• _TO DO_
Lay out the part that opens with the line containing "Locate window on" and runs through the last of the rows as a Markdown table with the columns No. and Line. Give each line its own numbered table row and skip any blank lines.

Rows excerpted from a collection
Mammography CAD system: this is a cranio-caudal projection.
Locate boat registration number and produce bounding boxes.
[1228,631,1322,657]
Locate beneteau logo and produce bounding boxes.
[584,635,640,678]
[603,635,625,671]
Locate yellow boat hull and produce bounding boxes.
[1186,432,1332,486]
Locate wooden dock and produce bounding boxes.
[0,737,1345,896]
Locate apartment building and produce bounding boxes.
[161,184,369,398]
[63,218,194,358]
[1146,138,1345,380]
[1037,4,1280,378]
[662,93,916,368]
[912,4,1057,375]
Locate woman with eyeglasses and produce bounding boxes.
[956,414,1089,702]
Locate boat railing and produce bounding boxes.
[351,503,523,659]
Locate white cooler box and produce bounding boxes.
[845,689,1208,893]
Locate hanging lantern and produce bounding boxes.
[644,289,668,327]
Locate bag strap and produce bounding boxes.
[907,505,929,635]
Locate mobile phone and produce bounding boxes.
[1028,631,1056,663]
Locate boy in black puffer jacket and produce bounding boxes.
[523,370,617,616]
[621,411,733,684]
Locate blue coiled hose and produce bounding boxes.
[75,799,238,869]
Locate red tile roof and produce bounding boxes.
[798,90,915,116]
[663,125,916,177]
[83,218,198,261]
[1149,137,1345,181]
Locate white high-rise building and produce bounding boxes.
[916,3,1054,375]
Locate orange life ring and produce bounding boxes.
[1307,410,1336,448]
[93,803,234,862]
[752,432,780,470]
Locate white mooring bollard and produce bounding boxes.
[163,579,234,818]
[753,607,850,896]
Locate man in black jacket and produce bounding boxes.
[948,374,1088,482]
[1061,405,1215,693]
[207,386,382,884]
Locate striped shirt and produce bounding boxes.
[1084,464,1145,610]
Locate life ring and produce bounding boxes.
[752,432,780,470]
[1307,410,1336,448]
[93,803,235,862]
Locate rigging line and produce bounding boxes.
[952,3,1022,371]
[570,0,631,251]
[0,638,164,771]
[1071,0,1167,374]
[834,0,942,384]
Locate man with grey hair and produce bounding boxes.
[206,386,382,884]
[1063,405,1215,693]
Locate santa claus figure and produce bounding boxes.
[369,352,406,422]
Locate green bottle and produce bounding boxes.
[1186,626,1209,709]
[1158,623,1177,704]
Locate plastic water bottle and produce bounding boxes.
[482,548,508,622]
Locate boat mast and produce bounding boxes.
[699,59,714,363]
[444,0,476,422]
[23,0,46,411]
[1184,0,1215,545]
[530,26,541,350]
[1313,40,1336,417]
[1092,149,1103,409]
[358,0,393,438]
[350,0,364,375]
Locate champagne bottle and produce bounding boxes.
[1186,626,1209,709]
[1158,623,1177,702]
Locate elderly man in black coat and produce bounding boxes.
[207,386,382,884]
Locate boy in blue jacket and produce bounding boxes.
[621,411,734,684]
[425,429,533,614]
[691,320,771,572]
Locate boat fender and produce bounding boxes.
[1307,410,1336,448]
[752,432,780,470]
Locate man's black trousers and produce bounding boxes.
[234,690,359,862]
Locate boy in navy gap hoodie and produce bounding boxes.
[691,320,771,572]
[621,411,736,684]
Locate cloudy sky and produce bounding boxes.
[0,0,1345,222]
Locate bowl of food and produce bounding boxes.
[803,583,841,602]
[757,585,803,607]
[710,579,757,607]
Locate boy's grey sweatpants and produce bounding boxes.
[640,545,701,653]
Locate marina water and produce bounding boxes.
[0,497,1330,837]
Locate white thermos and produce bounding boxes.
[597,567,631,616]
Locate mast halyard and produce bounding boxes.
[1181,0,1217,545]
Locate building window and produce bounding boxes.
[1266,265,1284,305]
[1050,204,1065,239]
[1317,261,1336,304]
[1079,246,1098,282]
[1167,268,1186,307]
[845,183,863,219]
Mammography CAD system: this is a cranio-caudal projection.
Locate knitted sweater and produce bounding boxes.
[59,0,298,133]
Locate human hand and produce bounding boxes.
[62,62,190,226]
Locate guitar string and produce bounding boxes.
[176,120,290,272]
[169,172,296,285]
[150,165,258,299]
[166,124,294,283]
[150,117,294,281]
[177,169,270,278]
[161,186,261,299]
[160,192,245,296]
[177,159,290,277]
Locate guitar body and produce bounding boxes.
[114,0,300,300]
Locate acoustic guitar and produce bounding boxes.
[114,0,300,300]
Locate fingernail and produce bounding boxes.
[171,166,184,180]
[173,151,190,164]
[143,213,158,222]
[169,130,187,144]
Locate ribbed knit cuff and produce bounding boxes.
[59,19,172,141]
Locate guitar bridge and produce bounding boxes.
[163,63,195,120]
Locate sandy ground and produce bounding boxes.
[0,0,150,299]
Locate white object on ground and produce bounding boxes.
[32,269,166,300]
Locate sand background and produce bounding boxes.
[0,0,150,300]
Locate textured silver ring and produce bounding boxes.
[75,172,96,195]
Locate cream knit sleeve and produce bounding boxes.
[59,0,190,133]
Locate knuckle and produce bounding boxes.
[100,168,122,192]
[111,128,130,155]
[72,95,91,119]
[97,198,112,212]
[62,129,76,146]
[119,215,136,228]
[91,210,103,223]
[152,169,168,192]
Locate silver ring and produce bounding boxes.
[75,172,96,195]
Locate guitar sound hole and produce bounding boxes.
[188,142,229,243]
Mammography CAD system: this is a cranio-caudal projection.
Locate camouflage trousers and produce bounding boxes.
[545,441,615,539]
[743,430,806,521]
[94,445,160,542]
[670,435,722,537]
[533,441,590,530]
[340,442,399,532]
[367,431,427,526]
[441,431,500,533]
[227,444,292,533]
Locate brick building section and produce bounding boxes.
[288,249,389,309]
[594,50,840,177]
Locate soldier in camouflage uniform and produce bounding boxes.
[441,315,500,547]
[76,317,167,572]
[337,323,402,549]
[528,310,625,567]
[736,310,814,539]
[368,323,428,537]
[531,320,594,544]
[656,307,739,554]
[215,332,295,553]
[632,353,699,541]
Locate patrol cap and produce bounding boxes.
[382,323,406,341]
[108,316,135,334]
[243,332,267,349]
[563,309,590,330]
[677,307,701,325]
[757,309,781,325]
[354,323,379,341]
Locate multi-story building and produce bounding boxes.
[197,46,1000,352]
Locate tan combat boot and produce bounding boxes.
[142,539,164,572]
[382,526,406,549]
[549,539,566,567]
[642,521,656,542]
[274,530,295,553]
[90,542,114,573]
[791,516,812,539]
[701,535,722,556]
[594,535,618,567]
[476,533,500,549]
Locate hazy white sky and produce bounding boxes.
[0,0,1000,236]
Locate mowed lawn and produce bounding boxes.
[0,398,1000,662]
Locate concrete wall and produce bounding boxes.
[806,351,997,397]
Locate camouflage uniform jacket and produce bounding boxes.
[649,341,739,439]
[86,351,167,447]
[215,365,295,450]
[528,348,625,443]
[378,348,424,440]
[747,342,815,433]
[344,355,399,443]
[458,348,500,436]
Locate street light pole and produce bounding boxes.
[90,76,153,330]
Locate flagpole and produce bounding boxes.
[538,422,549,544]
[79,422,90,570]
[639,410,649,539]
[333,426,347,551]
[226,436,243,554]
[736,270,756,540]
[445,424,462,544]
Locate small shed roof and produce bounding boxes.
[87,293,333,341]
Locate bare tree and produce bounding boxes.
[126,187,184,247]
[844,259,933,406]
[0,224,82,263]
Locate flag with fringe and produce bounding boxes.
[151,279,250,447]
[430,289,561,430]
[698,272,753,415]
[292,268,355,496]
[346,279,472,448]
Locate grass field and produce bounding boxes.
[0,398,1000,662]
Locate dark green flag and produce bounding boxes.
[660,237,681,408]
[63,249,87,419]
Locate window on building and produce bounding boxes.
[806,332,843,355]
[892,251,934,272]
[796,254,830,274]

• _WRITTEN SOLUTION_
| No. | Line |
|---|---|
| 1 | Locate window on building and produce bounding boxes. |
| 2 | [806,332,843,355] |
| 3 | [892,251,934,272] |
| 4 | [796,254,830,274] |